=== Documenttekst ===
Als kijker volg je Tanans als hij Nederlands leert en voor het eerst probeert te fietsen, en je ziet hoe dapper hij is. Tegen het einde van de film zit een bijzondere scène. Hij speelt met een vriendinnetje, en hij vertelt haar dat zijn ouders dood zijn. Ze reageert vol compassie en ze huilen allebei. Dat is dan zo’n mokerslag: dat jongetje heeft heel erge dingen meegemaakt.’
Hoe Nikita een paard kreeg (2007) van Anneke de Lind van Wijngaarden

‘Dit is een klassieker, iedereen in het vak kent hem. Het gaat over kinderen die hun eigen weg vinden in de omgang met pesten. Nikita wordt gepest, en zelfs zo ernstig dat ze in het ziekenhuis terechtkomt. Haar moeder probeert haar over te halen onder narcose te gaan: “Als je gaat slapen, mag je alles wat je wil.” Nikita zegt later dat ze dat niet vergeten is, en dat ze een paard wil. En dat krijgt ze.
Deze documentaire is op verscheidene manieren geslaagd. De opbouw is goed: het begint met een gewoon, leuk meisje. Pas na een tijdje blijkt dat ze werd gepest. Dat ze zelfs in het ziekenhuis heeft gelegen komt dan hard aan. Het pesten is wel heftig, maar Nikita is ook heel grappig.
De hele documentaire wordt omhoog getrokken omdat Nikita zo innemend is. Ze woont in een volkswijk en vertelt ongeremd. Als documentairemaker hoop je dat je zo’n kind als Nikita vindt.’
Rauw (2008) van Anneloek Sollart

‘Tom (11) eet alleen maar rauw voedsel. De meeste mensen zullen het vervolg hiervan hebben gezien: Rauwer, uit 2012. Dat is toen ontploft in de media en iedereen vond dat het rauwe eten niet goed voor Tom was en dat zijn moeder te veel bepaalde. Het was ook meer een documentaire voor volwassenen, vanuit het perspectief van volwassenen. Maar Rauw uit 2008 is nog wel een jeugdfilm, en wisselt knap tussen de beleving van het kind en de volwassenenwereld. Beide partijen worden subtiel in beeld gebracht.

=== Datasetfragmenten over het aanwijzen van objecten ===
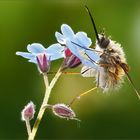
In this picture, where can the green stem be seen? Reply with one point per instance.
(45, 101)
(28, 126)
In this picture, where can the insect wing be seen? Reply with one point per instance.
(88, 71)
(81, 53)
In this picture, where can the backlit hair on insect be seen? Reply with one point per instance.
(113, 65)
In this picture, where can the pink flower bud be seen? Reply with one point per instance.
(28, 111)
(63, 111)
(43, 62)
(67, 52)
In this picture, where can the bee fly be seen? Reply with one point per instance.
(112, 63)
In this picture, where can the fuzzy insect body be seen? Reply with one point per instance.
(111, 73)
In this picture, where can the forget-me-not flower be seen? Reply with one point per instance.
(42, 56)
(78, 44)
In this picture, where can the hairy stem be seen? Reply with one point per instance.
(45, 101)
(28, 126)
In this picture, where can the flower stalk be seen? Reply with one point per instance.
(45, 101)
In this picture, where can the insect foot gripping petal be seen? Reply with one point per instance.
(63, 111)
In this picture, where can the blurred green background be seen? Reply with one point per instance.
(113, 116)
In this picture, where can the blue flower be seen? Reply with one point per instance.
(79, 45)
(42, 56)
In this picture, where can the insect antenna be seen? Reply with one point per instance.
(131, 82)
(93, 23)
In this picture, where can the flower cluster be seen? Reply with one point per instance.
(74, 48)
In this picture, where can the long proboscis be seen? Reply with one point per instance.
(93, 23)
(131, 82)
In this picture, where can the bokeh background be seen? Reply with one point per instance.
(112, 116)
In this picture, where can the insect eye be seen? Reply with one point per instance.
(104, 42)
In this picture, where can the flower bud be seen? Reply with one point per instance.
(28, 111)
(43, 62)
(63, 111)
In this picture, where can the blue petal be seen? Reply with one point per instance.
(33, 60)
(56, 56)
(60, 38)
(67, 31)
(55, 48)
(55, 51)
(35, 48)
(83, 39)
(29, 56)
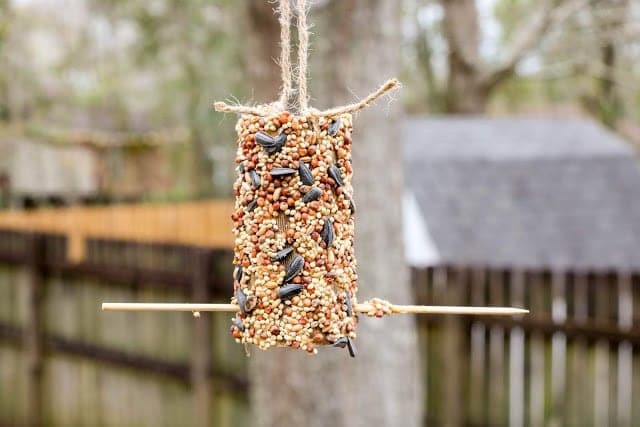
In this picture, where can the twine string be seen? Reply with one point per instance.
(285, 101)
(286, 91)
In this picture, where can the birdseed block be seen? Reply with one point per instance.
(295, 279)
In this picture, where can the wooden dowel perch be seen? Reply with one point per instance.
(360, 308)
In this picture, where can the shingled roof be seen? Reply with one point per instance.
(529, 193)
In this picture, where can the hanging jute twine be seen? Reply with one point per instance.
(287, 100)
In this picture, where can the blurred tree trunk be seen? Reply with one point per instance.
(466, 92)
(262, 50)
(356, 48)
(609, 24)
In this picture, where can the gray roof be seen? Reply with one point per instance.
(525, 193)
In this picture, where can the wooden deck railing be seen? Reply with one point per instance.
(205, 223)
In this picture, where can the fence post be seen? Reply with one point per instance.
(201, 342)
(33, 329)
(453, 349)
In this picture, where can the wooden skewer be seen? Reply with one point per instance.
(361, 308)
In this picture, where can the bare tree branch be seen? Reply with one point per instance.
(553, 13)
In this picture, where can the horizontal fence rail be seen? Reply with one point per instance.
(575, 360)
(204, 223)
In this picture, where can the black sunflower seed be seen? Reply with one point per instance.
(305, 174)
(237, 322)
(251, 303)
(347, 301)
(289, 290)
(269, 143)
(313, 194)
(277, 172)
(255, 178)
(242, 300)
(334, 127)
(340, 342)
(352, 348)
(352, 205)
(280, 255)
(237, 273)
(327, 232)
(294, 268)
(335, 174)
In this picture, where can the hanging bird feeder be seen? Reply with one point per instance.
(295, 277)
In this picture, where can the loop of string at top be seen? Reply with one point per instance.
(287, 91)
(287, 100)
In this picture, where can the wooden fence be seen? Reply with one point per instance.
(64, 362)
(202, 223)
(575, 360)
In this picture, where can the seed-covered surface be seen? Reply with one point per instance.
(296, 278)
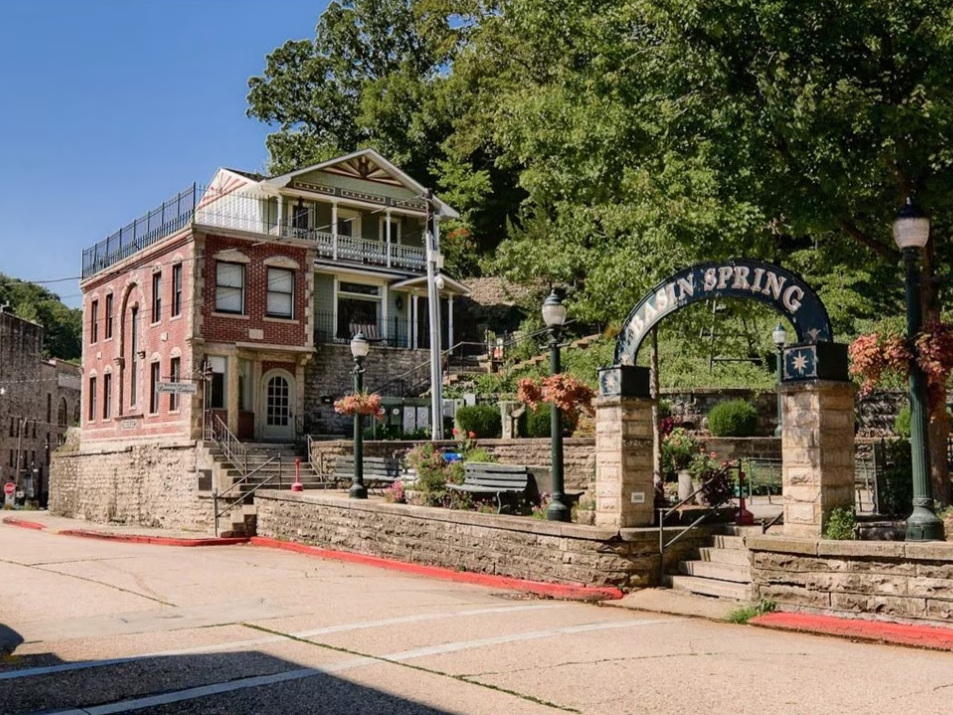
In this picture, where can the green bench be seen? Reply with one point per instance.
(495, 479)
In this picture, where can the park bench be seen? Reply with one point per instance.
(496, 479)
(377, 470)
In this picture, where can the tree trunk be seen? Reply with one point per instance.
(939, 427)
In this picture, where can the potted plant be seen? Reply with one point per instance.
(712, 477)
(678, 450)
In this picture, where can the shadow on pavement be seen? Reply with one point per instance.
(235, 683)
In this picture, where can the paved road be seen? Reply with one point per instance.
(114, 628)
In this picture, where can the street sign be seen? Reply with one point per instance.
(177, 388)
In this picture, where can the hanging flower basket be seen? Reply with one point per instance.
(360, 403)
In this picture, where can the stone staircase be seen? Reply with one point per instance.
(722, 570)
(263, 466)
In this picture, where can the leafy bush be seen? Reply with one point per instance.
(482, 420)
(840, 524)
(735, 418)
(897, 496)
(901, 425)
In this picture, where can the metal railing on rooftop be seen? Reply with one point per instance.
(253, 214)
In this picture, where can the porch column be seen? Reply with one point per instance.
(231, 391)
(817, 453)
(385, 333)
(334, 229)
(387, 234)
(450, 321)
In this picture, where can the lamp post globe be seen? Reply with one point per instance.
(359, 349)
(554, 316)
(911, 231)
(779, 337)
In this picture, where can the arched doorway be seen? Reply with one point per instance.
(278, 400)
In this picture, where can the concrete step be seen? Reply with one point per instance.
(721, 572)
(728, 542)
(710, 587)
(738, 557)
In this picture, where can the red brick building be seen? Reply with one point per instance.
(232, 288)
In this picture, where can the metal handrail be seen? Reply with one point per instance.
(235, 452)
(243, 481)
(665, 513)
(315, 467)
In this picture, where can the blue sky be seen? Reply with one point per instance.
(112, 106)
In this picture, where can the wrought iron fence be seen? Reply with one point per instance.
(162, 221)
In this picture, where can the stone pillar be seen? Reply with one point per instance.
(817, 448)
(624, 488)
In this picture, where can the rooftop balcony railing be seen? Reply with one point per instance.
(194, 206)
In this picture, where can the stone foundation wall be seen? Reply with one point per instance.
(518, 547)
(885, 580)
(145, 485)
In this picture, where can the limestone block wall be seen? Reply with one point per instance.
(886, 580)
(519, 547)
(145, 484)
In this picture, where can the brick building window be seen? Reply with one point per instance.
(230, 287)
(154, 387)
(134, 361)
(94, 322)
(107, 395)
(92, 399)
(176, 289)
(156, 297)
(280, 293)
(175, 372)
(109, 316)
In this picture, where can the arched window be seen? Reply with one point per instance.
(62, 417)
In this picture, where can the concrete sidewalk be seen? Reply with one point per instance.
(653, 600)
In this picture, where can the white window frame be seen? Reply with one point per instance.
(269, 291)
(241, 288)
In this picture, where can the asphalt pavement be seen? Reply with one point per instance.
(100, 627)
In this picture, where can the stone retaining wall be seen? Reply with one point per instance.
(514, 546)
(146, 485)
(875, 579)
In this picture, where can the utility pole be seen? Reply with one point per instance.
(434, 264)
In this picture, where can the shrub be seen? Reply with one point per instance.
(482, 420)
(735, 418)
(897, 496)
(840, 524)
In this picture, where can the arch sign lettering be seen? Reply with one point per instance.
(754, 280)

=== Taakomschrijving ===
Wat wil Nikita volgens de documenttekst hebben als ze onder narcose gaat? Baseer je alleen op de documenttekst.

=== Uitvoer taak ===
Een paard.